**Aim**
Update everything from the line containing "blue we logo." down to the end of the material, replacing "innermost" with "central" and leaving the rest unchanged.
::::::
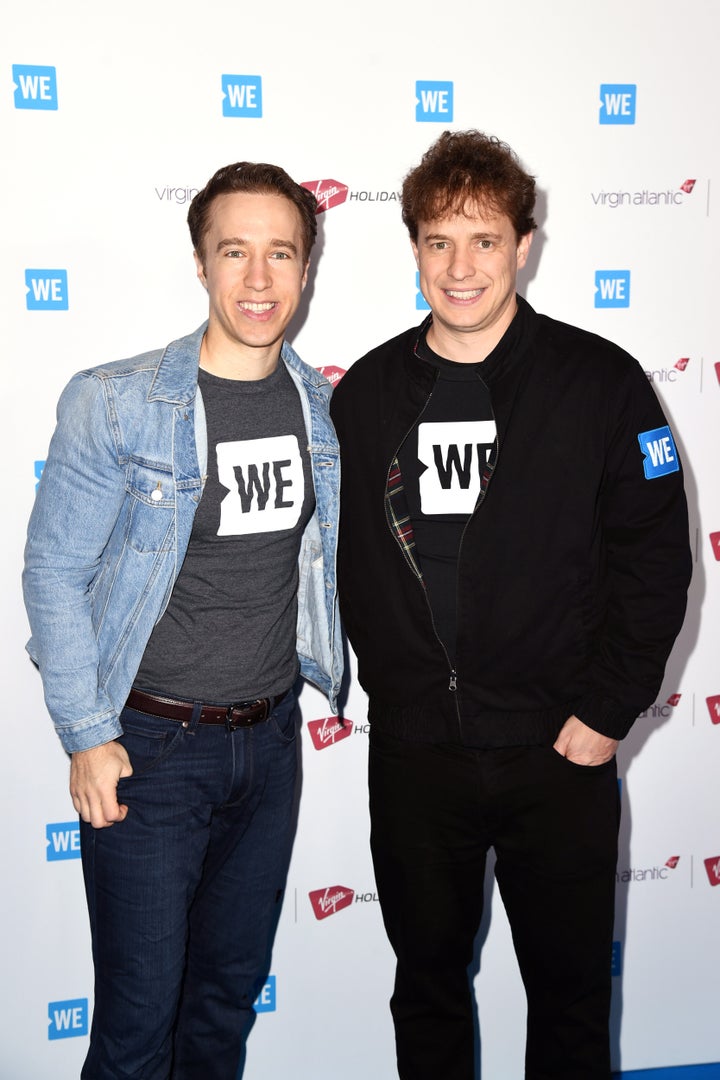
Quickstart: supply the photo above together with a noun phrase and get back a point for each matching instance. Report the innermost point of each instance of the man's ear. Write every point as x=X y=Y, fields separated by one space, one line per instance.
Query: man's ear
x=200 y=269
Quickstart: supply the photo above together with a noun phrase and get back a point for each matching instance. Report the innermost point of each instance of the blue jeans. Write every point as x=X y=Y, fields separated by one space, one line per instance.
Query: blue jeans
x=185 y=893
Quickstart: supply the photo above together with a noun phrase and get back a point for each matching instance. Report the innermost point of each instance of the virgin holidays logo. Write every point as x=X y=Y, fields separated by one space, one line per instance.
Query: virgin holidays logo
x=329 y=730
x=326 y=902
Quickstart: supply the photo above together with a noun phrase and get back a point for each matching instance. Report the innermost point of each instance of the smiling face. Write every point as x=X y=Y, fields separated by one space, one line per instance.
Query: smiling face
x=469 y=266
x=254 y=269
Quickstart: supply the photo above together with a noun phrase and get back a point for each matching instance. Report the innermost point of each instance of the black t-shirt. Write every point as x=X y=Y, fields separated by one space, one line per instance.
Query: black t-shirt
x=440 y=461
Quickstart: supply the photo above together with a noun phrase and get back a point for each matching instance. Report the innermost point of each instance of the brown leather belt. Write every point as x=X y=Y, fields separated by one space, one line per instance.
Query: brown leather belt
x=241 y=714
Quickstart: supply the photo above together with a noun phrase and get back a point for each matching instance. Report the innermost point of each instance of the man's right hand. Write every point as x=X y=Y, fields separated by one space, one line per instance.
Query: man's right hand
x=94 y=775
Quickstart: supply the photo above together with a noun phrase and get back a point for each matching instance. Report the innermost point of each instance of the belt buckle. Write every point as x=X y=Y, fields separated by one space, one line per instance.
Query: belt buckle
x=232 y=723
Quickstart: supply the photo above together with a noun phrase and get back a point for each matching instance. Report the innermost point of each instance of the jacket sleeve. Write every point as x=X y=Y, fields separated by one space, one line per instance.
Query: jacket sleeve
x=77 y=505
x=648 y=559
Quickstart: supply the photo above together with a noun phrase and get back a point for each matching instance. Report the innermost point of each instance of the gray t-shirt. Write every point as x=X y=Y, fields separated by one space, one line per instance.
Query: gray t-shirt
x=229 y=631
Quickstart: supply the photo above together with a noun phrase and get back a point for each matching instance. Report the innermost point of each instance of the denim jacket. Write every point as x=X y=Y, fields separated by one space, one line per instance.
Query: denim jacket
x=111 y=524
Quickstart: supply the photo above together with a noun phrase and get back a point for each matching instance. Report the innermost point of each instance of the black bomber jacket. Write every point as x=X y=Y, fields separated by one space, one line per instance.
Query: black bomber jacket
x=573 y=568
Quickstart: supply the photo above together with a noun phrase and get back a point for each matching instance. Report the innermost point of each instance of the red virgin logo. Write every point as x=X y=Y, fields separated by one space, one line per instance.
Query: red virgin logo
x=326 y=902
x=712 y=867
x=329 y=730
x=714 y=707
x=331 y=374
x=328 y=193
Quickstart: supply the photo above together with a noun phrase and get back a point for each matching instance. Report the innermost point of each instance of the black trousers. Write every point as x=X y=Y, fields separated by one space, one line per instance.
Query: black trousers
x=435 y=811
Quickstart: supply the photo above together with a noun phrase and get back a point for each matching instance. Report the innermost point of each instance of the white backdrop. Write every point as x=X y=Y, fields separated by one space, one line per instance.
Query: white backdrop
x=110 y=118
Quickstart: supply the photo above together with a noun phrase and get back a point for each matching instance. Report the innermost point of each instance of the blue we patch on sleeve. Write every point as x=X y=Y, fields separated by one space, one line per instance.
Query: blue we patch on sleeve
x=660 y=454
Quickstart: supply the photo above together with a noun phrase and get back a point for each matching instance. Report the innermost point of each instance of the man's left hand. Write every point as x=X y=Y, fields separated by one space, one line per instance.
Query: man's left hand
x=582 y=744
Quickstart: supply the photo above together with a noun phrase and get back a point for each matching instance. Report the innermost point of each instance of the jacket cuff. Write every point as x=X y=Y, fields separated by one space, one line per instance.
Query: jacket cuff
x=89 y=733
x=603 y=715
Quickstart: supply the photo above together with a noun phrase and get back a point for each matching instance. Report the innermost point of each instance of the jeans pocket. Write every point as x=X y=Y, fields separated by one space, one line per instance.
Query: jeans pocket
x=148 y=740
x=283 y=718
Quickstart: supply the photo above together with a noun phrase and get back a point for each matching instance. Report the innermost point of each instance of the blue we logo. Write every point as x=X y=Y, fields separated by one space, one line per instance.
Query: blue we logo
x=46 y=289
x=62 y=837
x=617 y=103
x=660 y=455
x=36 y=88
x=612 y=288
x=433 y=102
x=67 y=1020
x=267 y=999
x=242 y=95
::::::
**Exercise solution**
Quickstart: supply the photo above together with a noun phrase and get back a point for each matching instance. Report the central point of each instance of the blue we logo. Write every point as x=X y=Y, fields separated by one space, one line per instance.
Query: blue we logo
x=46 y=289
x=62 y=837
x=617 y=103
x=660 y=455
x=36 y=88
x=612 y=288
x=433 y=102
x=67 y=1020
x=267 y=999
x=242 y=95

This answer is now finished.